YOUR TASK => Below is a set of records; restate each one word for word.
····················
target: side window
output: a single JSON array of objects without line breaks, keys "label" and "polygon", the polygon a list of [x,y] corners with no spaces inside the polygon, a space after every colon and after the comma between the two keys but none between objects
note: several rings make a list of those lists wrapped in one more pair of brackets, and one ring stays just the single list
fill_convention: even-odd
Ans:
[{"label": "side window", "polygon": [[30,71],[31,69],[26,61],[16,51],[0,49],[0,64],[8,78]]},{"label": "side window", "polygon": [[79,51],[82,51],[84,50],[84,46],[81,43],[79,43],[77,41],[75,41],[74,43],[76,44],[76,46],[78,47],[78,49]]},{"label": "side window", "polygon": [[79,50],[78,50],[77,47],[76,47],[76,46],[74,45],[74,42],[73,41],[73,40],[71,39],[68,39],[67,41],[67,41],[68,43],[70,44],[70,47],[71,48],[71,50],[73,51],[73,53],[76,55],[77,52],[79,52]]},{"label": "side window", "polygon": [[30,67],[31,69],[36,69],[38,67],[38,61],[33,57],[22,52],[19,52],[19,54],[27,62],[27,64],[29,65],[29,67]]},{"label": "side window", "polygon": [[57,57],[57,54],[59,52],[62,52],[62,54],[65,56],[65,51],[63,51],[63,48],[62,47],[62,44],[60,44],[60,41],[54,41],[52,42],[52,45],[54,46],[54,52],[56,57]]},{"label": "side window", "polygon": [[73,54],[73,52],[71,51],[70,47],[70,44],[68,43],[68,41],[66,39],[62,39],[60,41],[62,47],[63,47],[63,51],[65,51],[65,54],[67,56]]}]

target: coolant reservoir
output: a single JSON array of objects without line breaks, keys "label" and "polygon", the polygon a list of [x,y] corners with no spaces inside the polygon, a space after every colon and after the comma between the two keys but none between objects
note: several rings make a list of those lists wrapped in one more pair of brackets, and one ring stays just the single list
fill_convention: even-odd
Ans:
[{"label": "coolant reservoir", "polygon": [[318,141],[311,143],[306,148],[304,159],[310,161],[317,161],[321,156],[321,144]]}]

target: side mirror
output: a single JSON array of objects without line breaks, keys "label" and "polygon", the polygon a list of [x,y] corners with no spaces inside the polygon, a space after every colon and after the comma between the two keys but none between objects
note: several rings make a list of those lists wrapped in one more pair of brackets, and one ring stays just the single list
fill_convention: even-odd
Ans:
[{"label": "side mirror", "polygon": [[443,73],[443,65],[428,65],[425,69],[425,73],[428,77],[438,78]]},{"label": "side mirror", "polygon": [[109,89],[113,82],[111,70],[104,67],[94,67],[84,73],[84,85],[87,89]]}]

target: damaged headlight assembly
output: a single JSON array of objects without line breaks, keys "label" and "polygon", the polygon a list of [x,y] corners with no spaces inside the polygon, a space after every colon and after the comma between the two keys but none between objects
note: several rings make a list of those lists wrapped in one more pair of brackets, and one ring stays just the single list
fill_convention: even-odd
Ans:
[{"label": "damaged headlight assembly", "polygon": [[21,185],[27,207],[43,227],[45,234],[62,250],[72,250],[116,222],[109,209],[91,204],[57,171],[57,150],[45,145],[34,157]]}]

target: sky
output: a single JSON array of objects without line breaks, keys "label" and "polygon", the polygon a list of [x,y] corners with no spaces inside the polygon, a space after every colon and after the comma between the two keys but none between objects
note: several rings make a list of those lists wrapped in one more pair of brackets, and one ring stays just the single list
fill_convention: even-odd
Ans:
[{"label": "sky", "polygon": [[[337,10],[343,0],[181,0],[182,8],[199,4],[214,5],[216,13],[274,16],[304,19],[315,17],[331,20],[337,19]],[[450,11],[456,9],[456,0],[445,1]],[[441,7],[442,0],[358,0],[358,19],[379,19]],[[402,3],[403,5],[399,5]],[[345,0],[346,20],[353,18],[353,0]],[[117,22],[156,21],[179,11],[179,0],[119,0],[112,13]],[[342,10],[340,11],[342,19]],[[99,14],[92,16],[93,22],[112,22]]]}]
····················
EXERCISE RESPONSE =>
target: side window
output: a single JSON array of objects without line breaks, keys "label" and "polygon", the polygon a list of [x,y] corners with no spaces inside the polygon, a space after every colon and after the comma between the two keys but none between objects
note: several rings make a list of those lists wrapped in one more pair of brackets, and one ring stays just the single list
fill_convention: even-odd
Ans:
[{"label": "side window", "polygon": [[30,71],[31,69],[26,61],[16,51],[0,49],[0,64],[8,78]]},{"label": "side window", "polygon": [[79,51],[82,51],[84,50],[84,46],[81,43],[79,43],[77,41],[75,41],[74,43],[76,44],[76,46],[78,47],[78,49]]},{"label": "side window", "polygon": [[79,50],[78,50],[77,47],[76,47],[76,46],[74,45],[74,42],[73,41],[73,40],[71,39],[68,39],[67,41],[67,41],[68,43],[70,44],[70,47],[71,48],[71,50],[73,51],[73,53],[76,55],[77,52],[79,52]]},{"label": "side window", "polygon": [[30,67],[31,69],[36,69],[38,67],[38,61],[33,57],[22,52],[19,52],[19,54],[27,62],[27,64],[29,65],[29,67]]},{"label": "side window", "polygon": [[57,57],[57,54],[59,52],[62,52],[62,54],[65,56],[65,51],[63,51],[63,48],[62,47],[62,44],[60,44],[60,41],[54,41],[52,42],[52,45],[54,46],[54,52],[56,57]]},{"label": "side window", "polygon": [[73,54],[73,52],[71,51],[70,47],[70,44],[68,43],[68,41],[66,39],[62,39],[60,41],[62,47],[63,47],[63,51],[65,51],[65,54],[67,56]]}]

target: coolant reservoir
output: a single JSON array of objects without line breaks, keys "label" and "polygon", the polygon a list of [x,y] corners with no spaces inside the polygon, a space after every colon and after the comma between the two keys but none between objects
note: several rings make a list of those lists wrapped in one more pair of brackets, and one ring stays just the single list
fill_convention: even-odd
Ans:
[{"label": "coolant reservoir", "polygon": [[318,141],[311,143],[306,148],[304,159],[310,161],[317,161],[321,156],[321,144]]}]

target: side mirror
output: a single JSON array of objects without line breaks, keys "label" and "polygon", the polygon a list of [x,y] corners with no spaces inside the polygon, a space after every colon and after the comma between the two keys but none between objects
note: several rings make a list of those lists wrapped in one more pair of brackets, and one ring stays just the single list
fill_convention: even-odd
Ans:
[{"label": "side mirror", "polygon": [[443,73],[443,65],[428,65],[425,69],[425,73],[428,77],[438,78]]},{"label": "side mirror", "polygon": [[109,89],[113,82],[111,70],[104,67],[94,67],[84,73],[84,85],[87,89]]}]

target: damaged headlight assembly
output: a single JSON array of objects without line breaks, keys "label" and "polygon", the polygon a list of [x,y] corners with no spaces inside the polygon, a space after every colon and after the comma between the two keys but none between objects
note: several rings make a list of those lists wrapped in one more pair of brackets, and one ring stays just the single list
fill_convention: even-odd
Ans:
[{"label": "damaged headlight assembly", "polygon": [[21,185],[27,207],[43,227],[45,234],[62,250],[72,250],[116,222],[109,209],[91,204],[57,171],[57,150],[45,145],[34,157]]}]

target: sky
output: a single JSON array of objects without line breaks, keys "label" and "polygon", the polygon a list of [x,y] corners with no spaces inside the polygon, a space after every colon and after the comma between the two keys but none between objects
note: several rings make a list of those lists wrapped in one more pair of brackets, and one ring stays just the single list
fill_convention: even-odd
Ans:
[{"label": "sky", "polygon": [[[337,10],[343,0],[181,0],[182,8],[199,4],[214,5],[216,13],[274,16],[304,19],[315,17],[331,20],[337,19]],[[450,11],[456,9],[456,0],[445,1]],[[441,7],[442,0],[358,0],[358,19],[379,19]],[[402,3],[403,5],[399,5]],[[345,0],[346,20],[353,18],[353,0]],[[117,22],[156,21],[179,11],[179,0],[119,0],[112,13]],[[342,10],[340,11],[342,19]],[[99,14],[92,16],[93,22],[112,22]]]}]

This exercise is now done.